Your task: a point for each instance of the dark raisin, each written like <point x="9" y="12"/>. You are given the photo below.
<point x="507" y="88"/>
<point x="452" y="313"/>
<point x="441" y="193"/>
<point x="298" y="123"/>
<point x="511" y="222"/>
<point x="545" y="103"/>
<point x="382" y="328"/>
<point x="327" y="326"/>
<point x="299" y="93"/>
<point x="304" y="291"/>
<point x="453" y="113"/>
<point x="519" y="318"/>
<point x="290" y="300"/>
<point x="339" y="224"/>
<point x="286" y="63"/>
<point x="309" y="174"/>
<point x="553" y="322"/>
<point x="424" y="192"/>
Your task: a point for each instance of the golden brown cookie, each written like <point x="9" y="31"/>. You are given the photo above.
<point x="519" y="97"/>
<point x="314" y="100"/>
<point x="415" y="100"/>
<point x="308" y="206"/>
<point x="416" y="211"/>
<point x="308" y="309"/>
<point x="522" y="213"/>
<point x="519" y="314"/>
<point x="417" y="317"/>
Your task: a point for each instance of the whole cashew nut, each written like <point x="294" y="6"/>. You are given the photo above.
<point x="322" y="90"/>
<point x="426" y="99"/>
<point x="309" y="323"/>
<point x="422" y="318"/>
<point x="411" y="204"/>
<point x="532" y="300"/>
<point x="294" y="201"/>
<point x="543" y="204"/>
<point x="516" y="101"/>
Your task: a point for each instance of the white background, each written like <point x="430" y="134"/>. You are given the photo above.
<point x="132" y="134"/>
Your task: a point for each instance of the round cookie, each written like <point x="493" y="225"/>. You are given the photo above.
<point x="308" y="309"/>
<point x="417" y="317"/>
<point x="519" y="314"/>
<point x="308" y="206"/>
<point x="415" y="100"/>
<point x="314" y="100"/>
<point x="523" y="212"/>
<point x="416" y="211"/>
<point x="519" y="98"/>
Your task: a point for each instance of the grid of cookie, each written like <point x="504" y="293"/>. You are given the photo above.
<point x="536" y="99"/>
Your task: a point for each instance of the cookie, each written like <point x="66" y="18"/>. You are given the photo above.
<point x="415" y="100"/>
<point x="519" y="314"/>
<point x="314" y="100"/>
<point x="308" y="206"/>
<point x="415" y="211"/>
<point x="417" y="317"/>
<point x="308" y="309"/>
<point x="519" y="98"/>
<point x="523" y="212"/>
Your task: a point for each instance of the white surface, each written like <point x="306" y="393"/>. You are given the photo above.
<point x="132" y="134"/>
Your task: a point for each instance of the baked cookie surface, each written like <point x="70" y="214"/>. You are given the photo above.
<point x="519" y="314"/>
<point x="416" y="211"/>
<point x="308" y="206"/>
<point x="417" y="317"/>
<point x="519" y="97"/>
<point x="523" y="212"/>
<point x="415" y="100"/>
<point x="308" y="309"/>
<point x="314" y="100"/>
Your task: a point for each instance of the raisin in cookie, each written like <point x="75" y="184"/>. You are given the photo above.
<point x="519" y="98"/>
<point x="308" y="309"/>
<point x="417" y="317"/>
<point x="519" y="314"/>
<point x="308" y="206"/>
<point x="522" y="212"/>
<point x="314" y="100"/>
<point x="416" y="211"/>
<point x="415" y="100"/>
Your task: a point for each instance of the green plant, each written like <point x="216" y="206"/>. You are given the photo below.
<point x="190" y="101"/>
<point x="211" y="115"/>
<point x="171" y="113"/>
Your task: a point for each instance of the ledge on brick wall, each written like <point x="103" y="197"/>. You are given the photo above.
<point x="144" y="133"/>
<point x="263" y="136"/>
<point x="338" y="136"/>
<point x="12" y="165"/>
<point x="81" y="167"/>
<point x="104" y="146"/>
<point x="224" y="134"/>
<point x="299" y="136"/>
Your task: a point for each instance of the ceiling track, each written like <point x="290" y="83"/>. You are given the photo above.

* * * * *

## YOUR TASK
Nothing should appear in the answer except the lines from the one containing "Your task: a point for each instance of the ledge" to the end of the data above, reproduced exactly.

## EXERCISE SOLUTION
Your task: a point for each instance of the ledge on brick wall, each written like <point x="103" y="197"/>. You are given the photo above.
<point x="144" y="133"/>
<point x="263" y="136"/>
<point x="338" y="136"/>
<point x="12" y="165"/>
<point x="81" y="167"/>
<point x="104" y="146"/>
<point x="224" y="134"/>
<point x="299" y="136"/>
Your task: a point for each instance of the ceiling track, each written like <point x="290" y="83"/>. You are given the photo above.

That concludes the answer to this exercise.